* Your instructions *
Look through the entries below, please, and copy every line with the word "instance".

* Data for this exercise *
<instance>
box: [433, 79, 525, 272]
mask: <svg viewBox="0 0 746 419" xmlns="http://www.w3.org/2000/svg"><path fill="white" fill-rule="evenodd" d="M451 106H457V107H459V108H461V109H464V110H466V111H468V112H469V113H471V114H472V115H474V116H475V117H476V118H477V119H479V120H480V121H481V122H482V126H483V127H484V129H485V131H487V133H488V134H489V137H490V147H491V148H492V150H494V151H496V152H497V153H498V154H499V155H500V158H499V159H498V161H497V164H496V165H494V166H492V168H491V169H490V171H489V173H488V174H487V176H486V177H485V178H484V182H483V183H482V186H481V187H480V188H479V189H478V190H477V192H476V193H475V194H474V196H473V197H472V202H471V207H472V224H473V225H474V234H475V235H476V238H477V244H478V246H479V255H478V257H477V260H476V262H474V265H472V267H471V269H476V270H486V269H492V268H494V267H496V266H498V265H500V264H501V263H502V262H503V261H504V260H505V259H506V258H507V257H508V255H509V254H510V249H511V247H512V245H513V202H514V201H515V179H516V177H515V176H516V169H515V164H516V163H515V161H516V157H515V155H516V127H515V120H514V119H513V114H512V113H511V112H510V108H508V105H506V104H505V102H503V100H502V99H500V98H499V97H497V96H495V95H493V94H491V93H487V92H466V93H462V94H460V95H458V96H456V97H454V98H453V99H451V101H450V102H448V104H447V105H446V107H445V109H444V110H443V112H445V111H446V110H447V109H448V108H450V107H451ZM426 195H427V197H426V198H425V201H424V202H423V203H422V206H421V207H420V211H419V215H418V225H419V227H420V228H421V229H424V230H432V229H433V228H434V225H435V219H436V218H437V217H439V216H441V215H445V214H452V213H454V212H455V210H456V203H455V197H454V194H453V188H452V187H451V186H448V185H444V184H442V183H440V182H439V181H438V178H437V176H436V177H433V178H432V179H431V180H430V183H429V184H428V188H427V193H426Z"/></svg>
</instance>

--

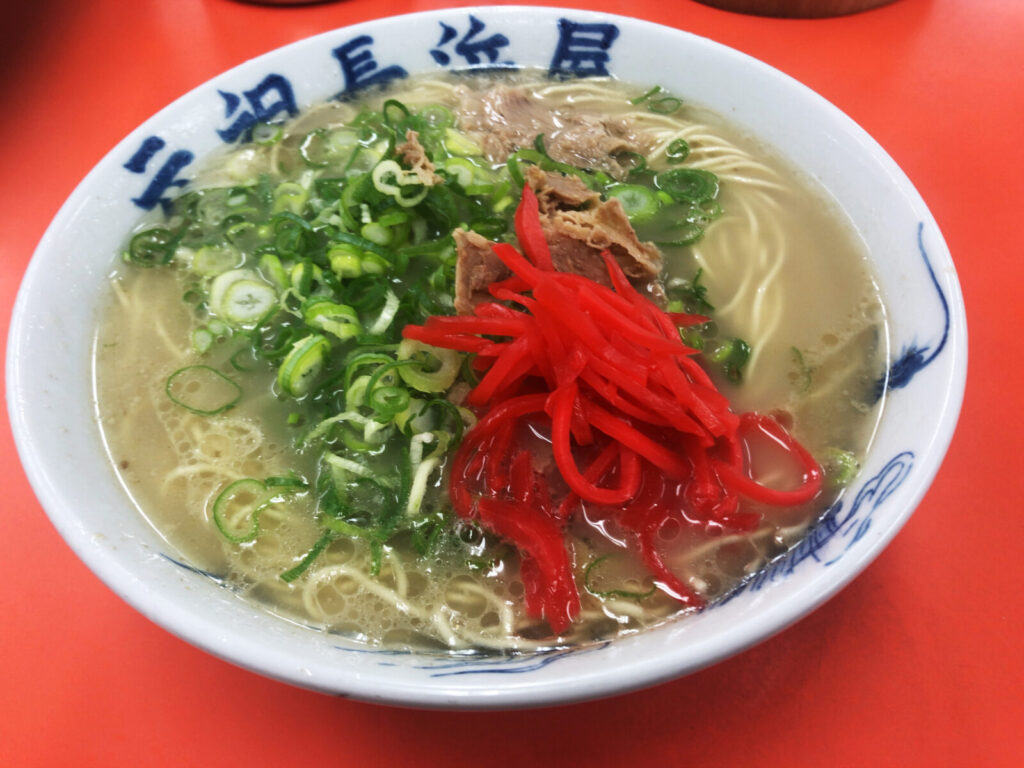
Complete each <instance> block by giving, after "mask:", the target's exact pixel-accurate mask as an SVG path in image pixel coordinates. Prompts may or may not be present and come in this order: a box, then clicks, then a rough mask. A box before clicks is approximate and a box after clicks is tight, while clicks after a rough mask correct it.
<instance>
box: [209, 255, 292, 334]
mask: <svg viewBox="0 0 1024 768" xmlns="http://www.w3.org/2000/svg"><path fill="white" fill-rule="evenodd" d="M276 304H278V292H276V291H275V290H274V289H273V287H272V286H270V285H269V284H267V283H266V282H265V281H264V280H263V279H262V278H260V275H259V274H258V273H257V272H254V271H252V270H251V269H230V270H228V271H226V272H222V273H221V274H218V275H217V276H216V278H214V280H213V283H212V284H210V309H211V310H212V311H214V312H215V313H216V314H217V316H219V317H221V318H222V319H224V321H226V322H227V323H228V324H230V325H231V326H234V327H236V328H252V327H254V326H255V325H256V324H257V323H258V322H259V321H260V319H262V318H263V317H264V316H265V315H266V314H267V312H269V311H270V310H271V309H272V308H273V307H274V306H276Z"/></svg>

* Answer below *
<instance>
</instance>
Complete each <instance> block by giving, after "mask:", the target's exact pixel-accurate mask as an SVG path in image pixel coordinates. Prompts may or may not be present and come in this order: a box, then clicks, then a rough mask. A box before clicks is approximate and a box after clicks is tight, while clicks after a rough mask correct it.
<instance>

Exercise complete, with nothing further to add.